Using the records below, find how many lines hold the word "foliage" and reply with only that number.
*** Opening WORKING DATA ***
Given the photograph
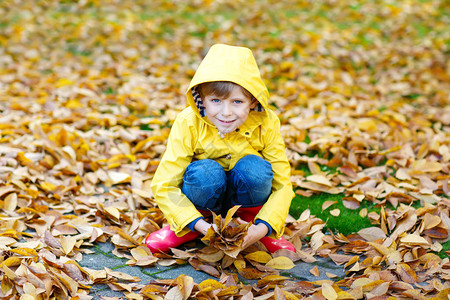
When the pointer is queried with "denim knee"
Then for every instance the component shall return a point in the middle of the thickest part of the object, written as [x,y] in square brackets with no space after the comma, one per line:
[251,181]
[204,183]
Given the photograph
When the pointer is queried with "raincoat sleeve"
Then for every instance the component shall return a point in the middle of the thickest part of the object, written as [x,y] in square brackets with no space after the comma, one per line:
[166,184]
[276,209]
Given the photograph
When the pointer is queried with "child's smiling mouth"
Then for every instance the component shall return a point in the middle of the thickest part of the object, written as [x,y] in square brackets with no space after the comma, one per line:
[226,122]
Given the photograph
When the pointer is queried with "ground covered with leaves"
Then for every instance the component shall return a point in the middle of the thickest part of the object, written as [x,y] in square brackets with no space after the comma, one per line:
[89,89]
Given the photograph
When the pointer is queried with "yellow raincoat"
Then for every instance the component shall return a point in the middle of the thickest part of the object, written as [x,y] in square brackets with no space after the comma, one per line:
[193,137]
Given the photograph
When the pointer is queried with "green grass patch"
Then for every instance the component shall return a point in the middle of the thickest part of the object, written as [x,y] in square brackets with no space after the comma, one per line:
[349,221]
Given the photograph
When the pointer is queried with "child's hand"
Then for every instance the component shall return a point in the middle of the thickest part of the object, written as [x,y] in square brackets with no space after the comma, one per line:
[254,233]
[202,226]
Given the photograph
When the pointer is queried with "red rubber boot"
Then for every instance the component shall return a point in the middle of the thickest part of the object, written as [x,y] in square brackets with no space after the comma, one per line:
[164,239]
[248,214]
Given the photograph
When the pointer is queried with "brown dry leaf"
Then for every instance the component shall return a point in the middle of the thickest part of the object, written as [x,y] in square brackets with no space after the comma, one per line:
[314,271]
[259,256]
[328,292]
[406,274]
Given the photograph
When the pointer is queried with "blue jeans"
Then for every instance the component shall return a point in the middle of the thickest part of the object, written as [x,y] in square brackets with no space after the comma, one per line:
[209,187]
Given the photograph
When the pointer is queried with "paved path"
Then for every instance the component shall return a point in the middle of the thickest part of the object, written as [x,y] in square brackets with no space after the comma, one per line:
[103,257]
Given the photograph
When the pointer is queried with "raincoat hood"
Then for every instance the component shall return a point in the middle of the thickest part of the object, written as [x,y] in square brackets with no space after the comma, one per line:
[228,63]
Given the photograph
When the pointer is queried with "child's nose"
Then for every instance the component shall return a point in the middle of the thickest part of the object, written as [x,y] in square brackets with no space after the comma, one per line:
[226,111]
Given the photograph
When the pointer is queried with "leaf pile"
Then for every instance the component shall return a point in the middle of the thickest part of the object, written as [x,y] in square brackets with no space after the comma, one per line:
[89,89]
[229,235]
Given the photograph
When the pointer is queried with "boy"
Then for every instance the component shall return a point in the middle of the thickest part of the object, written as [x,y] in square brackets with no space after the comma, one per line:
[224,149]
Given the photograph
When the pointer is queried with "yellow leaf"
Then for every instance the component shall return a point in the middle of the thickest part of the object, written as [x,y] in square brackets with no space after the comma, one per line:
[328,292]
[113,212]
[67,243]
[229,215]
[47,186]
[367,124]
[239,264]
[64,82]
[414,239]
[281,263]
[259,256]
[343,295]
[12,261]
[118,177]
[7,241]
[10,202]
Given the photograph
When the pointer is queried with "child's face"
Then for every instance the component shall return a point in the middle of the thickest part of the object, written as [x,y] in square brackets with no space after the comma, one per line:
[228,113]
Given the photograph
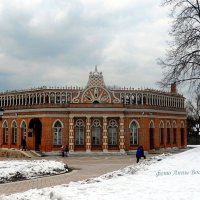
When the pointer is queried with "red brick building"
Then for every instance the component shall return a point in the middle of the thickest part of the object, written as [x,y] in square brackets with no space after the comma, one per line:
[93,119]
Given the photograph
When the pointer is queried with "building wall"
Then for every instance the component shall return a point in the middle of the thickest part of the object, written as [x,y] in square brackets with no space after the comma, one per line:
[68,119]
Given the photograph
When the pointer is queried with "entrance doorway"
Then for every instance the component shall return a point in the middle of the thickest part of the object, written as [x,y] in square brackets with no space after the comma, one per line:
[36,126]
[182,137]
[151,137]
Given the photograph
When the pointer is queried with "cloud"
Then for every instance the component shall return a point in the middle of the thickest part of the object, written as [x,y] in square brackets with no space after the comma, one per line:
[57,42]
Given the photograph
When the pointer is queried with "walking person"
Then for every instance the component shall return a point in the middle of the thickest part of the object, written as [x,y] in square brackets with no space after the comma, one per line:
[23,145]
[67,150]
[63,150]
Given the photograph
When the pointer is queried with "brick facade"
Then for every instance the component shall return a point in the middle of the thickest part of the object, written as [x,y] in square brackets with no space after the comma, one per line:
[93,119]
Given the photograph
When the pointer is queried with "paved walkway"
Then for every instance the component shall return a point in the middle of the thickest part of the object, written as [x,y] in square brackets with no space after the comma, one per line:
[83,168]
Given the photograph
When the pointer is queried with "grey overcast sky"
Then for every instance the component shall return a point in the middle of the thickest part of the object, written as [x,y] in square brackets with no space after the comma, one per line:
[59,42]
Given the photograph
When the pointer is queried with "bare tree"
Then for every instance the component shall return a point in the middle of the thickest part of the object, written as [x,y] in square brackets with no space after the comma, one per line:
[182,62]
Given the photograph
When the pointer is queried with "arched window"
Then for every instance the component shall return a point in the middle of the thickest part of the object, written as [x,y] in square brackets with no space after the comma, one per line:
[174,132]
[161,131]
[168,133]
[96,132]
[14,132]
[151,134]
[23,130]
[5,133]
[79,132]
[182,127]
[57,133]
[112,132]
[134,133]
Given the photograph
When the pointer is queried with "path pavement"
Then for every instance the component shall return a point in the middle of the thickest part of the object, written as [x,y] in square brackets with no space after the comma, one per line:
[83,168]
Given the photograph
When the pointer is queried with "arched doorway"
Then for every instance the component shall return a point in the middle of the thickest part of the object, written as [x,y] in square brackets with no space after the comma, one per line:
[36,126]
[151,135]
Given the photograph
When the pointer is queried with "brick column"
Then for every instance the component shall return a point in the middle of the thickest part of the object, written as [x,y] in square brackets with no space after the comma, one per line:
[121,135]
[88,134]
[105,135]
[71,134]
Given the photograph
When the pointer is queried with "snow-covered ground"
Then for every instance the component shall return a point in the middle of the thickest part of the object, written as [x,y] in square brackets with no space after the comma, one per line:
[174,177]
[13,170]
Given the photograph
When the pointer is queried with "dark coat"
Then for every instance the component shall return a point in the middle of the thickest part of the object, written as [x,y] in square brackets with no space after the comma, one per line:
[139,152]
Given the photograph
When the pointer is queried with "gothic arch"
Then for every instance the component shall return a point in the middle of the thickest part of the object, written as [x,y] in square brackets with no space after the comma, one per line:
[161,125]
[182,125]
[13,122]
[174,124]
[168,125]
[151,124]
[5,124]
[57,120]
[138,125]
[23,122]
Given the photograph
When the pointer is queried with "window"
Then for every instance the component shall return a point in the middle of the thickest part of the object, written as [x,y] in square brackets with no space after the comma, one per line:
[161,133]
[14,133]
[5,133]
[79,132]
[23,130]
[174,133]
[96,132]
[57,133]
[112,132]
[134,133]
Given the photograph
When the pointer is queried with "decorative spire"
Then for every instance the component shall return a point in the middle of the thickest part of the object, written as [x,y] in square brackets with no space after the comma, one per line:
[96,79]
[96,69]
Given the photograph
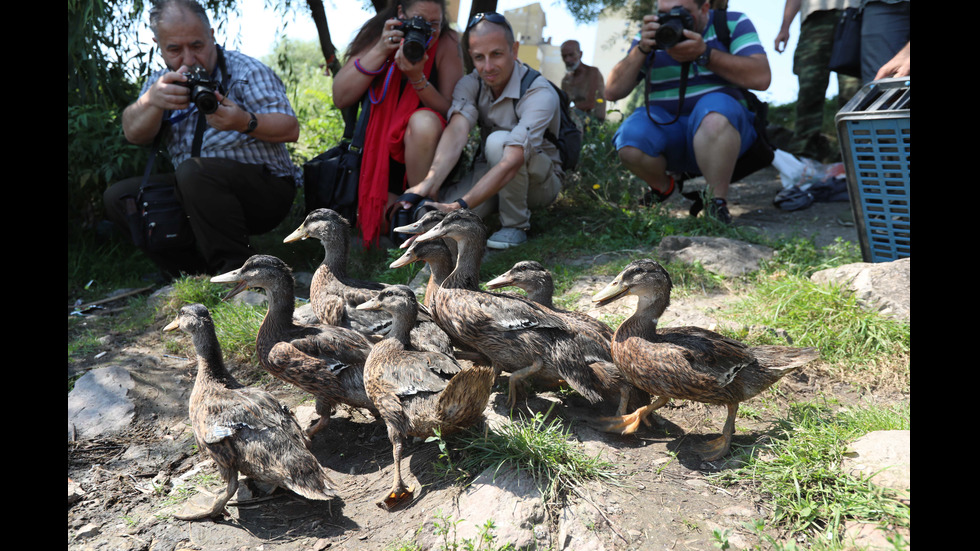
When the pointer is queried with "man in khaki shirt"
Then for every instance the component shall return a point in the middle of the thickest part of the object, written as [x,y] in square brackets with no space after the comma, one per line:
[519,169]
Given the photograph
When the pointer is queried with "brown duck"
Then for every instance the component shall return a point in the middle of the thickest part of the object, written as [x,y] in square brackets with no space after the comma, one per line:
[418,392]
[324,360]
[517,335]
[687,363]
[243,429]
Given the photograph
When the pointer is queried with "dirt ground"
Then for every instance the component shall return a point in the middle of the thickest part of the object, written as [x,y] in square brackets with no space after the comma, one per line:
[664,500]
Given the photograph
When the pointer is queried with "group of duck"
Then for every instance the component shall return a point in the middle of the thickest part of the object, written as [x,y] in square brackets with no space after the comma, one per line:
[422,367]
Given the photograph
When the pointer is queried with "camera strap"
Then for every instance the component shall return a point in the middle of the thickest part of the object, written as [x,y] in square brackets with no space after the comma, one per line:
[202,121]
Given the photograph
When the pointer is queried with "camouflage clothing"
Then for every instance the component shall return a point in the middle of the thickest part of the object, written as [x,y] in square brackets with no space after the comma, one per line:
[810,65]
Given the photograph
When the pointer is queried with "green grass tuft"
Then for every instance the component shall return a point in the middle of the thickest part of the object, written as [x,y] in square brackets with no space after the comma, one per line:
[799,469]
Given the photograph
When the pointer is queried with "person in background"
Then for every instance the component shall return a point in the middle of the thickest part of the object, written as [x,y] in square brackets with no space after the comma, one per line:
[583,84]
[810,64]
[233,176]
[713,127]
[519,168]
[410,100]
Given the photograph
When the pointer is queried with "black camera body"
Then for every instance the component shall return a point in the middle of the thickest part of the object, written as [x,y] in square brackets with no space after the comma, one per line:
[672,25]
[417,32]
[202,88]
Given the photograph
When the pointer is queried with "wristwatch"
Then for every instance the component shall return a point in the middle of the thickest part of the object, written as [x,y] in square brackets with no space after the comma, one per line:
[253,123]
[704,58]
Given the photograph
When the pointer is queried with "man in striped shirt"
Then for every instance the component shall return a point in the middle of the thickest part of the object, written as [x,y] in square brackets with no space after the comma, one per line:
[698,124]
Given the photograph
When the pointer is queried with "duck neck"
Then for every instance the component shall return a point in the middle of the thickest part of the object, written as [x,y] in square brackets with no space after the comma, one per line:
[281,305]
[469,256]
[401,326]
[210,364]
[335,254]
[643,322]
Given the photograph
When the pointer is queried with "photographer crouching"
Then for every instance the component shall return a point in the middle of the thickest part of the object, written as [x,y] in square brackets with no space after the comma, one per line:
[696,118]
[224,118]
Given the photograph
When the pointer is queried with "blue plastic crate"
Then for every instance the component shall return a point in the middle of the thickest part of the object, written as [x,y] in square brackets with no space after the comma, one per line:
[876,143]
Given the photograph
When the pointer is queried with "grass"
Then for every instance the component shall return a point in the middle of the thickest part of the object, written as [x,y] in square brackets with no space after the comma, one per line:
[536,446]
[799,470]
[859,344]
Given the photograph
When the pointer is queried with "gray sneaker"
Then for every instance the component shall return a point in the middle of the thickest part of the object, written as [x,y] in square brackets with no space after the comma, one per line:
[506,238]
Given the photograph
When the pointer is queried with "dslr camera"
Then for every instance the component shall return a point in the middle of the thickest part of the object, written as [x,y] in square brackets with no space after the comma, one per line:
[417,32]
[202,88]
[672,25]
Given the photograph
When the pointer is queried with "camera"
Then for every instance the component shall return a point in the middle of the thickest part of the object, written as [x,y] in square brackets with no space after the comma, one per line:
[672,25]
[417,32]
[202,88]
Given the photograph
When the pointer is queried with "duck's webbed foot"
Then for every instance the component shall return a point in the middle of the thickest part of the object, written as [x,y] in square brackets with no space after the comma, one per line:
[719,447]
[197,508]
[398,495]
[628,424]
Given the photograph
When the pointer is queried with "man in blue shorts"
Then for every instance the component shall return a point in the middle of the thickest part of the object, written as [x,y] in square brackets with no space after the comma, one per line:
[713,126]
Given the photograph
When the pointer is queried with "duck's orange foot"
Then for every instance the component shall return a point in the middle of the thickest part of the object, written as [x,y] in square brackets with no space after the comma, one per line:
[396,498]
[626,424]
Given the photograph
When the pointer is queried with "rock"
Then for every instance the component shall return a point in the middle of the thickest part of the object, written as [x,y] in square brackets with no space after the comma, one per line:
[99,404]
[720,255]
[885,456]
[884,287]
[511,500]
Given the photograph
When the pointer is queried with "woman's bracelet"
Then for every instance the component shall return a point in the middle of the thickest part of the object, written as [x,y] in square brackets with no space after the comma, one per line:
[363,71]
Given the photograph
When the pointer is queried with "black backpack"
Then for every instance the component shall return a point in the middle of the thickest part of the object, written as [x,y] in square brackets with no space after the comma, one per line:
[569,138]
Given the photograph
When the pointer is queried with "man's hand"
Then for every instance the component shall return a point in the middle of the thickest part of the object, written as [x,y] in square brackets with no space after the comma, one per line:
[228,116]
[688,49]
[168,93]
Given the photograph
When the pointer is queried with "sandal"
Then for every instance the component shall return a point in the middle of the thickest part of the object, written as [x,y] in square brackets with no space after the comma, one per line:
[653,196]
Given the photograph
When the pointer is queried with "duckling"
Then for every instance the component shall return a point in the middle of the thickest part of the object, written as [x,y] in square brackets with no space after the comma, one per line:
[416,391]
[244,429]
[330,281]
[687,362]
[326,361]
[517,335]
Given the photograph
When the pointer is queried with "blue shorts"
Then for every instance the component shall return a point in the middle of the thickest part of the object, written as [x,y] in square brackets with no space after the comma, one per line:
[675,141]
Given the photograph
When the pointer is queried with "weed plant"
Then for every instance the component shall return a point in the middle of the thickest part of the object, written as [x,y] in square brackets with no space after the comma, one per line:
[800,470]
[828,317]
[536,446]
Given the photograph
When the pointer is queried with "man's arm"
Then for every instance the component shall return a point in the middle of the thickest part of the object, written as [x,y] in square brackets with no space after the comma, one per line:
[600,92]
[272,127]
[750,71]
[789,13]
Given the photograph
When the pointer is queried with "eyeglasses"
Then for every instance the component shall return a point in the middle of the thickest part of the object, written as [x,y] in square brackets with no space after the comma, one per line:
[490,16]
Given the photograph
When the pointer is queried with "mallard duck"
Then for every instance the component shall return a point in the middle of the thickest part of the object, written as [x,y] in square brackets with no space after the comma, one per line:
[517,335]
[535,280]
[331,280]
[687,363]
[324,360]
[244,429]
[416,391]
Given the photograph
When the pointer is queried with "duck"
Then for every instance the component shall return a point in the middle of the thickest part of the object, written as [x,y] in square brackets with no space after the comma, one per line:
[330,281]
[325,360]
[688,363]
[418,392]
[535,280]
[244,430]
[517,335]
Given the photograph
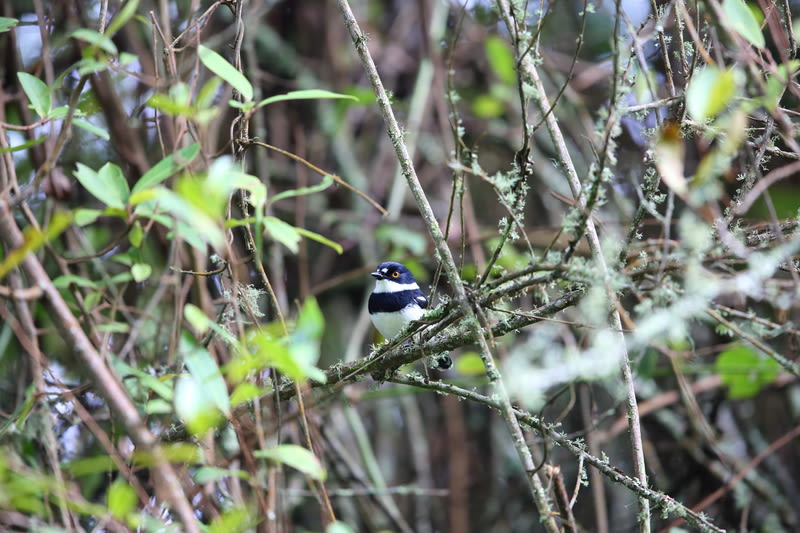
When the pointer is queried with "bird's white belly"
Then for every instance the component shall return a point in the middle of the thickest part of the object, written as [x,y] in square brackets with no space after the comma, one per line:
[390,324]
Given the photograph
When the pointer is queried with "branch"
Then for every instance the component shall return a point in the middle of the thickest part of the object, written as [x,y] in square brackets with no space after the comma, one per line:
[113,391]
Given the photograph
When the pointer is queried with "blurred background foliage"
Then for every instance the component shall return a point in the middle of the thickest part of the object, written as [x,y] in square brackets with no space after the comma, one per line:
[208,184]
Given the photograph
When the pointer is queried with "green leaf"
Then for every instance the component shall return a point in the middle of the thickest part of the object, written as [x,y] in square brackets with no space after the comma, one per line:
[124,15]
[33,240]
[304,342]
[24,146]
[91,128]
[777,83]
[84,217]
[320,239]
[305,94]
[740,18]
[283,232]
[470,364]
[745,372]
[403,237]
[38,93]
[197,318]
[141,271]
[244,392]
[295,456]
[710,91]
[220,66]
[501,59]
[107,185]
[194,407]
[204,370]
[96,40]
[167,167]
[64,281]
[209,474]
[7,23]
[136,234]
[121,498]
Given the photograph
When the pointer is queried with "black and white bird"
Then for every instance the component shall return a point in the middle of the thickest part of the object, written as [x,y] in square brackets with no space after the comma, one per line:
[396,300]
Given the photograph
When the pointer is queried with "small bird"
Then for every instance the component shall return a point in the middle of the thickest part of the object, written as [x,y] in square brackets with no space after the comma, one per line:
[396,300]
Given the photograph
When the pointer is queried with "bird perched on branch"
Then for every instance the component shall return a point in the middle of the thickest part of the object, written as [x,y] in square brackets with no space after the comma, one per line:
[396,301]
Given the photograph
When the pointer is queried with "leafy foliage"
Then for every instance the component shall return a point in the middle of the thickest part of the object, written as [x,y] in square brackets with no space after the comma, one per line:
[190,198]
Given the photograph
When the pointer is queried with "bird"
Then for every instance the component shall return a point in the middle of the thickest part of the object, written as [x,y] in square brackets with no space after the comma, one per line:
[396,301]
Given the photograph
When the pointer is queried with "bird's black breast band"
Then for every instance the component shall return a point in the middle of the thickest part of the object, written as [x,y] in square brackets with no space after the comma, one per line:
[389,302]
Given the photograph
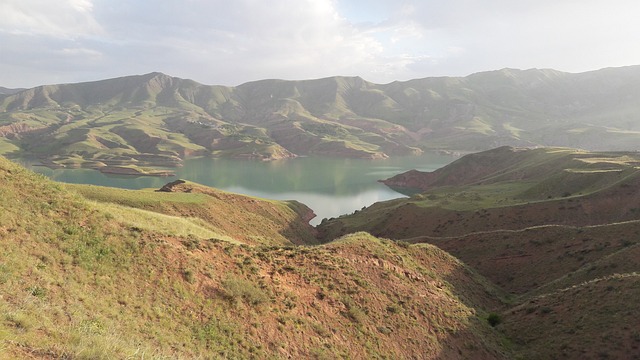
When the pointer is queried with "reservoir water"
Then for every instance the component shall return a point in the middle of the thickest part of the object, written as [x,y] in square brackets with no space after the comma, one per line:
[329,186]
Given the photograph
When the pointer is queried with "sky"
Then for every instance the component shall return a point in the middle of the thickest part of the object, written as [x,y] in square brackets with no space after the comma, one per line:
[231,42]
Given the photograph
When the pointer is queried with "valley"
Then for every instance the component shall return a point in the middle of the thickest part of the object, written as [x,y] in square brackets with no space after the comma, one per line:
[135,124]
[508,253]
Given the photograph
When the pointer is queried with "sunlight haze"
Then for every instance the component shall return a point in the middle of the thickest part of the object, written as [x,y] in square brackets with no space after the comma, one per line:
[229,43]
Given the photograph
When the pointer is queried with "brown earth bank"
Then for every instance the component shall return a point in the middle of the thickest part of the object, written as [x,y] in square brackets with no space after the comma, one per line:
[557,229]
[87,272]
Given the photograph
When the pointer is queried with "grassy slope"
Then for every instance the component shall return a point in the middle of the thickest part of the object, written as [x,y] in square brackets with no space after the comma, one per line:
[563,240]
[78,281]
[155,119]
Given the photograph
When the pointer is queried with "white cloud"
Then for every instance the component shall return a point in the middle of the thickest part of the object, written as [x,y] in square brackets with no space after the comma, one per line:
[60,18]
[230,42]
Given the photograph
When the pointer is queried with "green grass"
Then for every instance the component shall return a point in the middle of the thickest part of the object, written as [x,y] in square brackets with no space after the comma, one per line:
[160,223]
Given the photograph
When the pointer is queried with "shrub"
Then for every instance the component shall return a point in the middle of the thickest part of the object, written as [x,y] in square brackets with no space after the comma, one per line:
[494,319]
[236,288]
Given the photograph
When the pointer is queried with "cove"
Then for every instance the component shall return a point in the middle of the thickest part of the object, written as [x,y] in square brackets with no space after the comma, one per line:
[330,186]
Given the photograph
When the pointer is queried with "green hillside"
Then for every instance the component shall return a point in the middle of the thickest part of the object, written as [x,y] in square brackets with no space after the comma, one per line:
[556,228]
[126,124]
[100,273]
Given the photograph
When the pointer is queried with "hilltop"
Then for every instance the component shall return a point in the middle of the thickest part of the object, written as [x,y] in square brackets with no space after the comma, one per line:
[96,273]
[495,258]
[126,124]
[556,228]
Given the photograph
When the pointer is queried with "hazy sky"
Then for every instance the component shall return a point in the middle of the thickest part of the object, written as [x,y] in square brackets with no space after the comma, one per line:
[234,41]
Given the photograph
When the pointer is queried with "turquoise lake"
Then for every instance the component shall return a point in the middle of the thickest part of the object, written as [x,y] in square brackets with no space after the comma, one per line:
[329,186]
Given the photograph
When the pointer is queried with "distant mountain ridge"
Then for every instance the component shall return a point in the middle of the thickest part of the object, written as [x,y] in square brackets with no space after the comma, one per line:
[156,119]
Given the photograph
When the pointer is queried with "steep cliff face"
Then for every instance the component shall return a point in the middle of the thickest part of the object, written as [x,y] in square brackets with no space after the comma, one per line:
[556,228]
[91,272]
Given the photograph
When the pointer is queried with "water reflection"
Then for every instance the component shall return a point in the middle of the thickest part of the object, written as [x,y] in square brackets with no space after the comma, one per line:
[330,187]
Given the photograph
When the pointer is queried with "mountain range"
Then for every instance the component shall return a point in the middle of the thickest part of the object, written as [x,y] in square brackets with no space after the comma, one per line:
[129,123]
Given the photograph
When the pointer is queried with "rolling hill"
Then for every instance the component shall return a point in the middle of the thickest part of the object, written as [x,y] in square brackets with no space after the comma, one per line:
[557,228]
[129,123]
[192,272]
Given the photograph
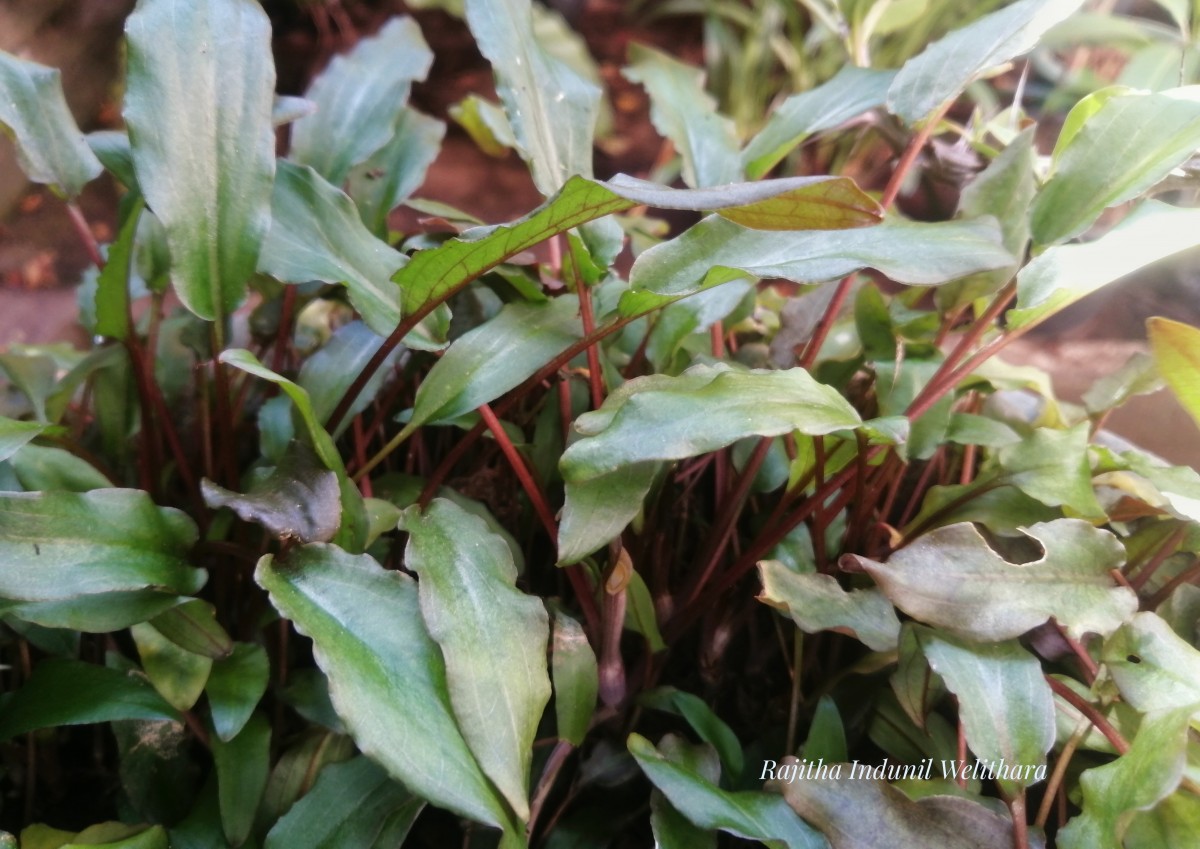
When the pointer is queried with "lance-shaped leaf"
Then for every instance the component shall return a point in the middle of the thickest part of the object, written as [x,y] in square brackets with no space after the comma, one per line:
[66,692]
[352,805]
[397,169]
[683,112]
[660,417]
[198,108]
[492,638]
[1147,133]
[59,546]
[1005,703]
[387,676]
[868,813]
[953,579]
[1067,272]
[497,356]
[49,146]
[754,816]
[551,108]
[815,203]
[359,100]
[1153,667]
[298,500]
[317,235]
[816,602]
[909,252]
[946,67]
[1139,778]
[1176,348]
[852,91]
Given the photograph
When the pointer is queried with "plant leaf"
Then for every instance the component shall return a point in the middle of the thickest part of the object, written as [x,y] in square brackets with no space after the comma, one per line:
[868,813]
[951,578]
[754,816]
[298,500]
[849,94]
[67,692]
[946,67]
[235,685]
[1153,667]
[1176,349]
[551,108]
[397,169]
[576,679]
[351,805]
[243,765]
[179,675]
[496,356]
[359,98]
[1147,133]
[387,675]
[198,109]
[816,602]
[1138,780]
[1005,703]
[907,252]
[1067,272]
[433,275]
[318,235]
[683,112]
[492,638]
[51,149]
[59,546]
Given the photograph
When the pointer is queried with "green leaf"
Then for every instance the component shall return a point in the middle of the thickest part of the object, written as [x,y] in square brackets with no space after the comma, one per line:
*** Closing WORKING DATA ***
--- ANSWER TO THE PROBLEM ---
2